> _Your objective_:
Can you render the lines as a numbered list, starting at the line containing "Cam-trap alert: motion was detected. Identify dark trousers" and ending at the line containing "221, 244, 240, 277", both included? Leave out any blank lines.

(Records drawn from a data source)
=====
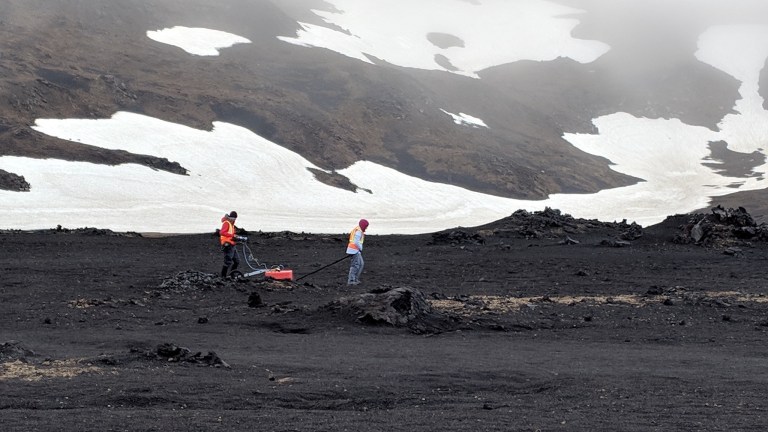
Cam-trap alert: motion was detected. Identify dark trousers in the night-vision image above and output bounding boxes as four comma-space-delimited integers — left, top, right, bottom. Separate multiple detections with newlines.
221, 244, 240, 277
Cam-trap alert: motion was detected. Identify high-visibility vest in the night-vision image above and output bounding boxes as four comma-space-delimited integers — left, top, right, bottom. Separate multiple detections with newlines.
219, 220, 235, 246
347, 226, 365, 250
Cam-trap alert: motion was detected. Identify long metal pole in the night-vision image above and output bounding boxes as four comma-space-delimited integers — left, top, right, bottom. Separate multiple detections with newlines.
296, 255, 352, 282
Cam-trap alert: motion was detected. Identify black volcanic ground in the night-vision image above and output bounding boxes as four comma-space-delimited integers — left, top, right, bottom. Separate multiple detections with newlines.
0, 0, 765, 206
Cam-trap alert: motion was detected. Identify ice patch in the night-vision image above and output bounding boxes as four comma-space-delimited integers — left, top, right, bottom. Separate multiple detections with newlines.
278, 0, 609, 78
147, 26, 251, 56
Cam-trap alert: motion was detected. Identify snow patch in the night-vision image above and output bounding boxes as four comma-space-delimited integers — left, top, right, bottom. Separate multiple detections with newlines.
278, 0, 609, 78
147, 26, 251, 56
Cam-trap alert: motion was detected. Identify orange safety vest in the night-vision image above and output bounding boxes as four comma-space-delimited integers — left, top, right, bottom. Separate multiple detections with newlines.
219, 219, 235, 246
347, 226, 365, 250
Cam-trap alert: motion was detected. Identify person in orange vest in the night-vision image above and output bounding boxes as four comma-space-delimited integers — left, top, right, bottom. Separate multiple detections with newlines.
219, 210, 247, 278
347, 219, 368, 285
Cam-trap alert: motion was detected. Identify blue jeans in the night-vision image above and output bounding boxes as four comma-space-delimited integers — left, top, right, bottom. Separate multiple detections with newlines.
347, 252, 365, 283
=====
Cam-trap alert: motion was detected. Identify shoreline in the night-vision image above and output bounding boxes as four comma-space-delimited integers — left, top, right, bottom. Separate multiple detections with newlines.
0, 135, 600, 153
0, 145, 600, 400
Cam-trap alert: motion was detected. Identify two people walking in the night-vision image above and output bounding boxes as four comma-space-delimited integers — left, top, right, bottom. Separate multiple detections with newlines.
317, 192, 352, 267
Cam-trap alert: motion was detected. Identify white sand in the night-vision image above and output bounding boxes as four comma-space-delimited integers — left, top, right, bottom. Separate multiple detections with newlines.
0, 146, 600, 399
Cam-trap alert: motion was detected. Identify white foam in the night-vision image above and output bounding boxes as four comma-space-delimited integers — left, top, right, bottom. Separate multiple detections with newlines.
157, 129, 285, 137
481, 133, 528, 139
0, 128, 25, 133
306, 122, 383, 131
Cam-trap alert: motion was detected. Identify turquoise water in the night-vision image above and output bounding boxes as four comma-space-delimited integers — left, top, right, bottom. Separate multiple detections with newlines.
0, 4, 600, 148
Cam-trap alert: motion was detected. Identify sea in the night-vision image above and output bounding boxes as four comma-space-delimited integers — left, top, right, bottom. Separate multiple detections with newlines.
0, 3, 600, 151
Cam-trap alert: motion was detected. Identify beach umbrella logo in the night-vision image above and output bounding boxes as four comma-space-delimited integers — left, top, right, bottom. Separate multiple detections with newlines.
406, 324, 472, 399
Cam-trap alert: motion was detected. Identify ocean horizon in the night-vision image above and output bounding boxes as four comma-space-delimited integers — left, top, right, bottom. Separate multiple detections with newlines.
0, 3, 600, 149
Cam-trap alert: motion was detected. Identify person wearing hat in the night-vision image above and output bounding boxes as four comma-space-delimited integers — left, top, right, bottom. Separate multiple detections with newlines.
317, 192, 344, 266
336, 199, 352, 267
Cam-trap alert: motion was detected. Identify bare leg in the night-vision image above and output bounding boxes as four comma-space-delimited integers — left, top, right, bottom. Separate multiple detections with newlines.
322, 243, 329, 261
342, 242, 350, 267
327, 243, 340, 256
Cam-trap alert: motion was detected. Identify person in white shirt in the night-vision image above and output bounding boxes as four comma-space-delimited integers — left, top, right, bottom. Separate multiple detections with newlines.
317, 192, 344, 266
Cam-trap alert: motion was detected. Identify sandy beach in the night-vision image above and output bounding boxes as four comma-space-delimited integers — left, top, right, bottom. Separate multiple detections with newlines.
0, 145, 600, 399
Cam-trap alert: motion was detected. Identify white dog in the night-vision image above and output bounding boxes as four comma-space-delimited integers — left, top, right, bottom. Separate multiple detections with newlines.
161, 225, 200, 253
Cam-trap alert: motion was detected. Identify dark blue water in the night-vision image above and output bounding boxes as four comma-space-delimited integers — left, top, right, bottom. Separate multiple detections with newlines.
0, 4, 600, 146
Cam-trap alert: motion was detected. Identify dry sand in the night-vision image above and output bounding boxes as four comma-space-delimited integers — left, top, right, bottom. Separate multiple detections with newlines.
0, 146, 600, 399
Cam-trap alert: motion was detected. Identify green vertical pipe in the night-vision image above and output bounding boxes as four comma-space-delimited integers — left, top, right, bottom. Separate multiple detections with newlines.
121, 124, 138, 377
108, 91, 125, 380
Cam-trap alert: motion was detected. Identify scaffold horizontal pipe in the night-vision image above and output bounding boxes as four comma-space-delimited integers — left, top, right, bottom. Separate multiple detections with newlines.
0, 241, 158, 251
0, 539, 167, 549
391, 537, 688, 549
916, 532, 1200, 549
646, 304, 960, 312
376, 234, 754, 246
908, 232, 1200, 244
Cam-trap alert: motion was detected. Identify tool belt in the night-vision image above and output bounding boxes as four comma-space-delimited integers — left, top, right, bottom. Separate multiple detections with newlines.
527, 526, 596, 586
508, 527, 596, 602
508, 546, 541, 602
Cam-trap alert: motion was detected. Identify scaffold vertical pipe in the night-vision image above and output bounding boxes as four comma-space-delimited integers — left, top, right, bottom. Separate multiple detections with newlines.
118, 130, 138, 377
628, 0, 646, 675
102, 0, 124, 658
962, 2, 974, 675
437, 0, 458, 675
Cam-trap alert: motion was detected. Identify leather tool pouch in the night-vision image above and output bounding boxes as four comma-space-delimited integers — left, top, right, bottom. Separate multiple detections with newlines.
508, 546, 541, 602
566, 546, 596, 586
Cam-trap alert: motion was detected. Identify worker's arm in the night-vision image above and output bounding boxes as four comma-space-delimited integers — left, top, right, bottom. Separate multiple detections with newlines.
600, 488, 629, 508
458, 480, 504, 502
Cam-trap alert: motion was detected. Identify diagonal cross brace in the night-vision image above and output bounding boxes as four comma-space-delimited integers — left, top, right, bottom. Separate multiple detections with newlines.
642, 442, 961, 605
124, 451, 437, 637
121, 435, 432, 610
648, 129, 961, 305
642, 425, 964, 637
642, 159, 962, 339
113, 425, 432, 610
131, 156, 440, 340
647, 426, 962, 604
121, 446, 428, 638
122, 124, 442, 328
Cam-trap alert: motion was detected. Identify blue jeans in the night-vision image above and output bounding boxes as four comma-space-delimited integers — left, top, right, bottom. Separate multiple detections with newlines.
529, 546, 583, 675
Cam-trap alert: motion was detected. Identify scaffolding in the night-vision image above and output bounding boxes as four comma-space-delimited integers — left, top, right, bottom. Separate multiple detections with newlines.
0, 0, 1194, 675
=====
> _Full answer_:
1. Cam-trap alert: motion was detected. Identify dark trousers in the night-vision image above and output bounding boxes as four comma-space-delimited integers — left, top, right, bottom. Separate multiple detections with newlines.
2. 221, 244, 240, 277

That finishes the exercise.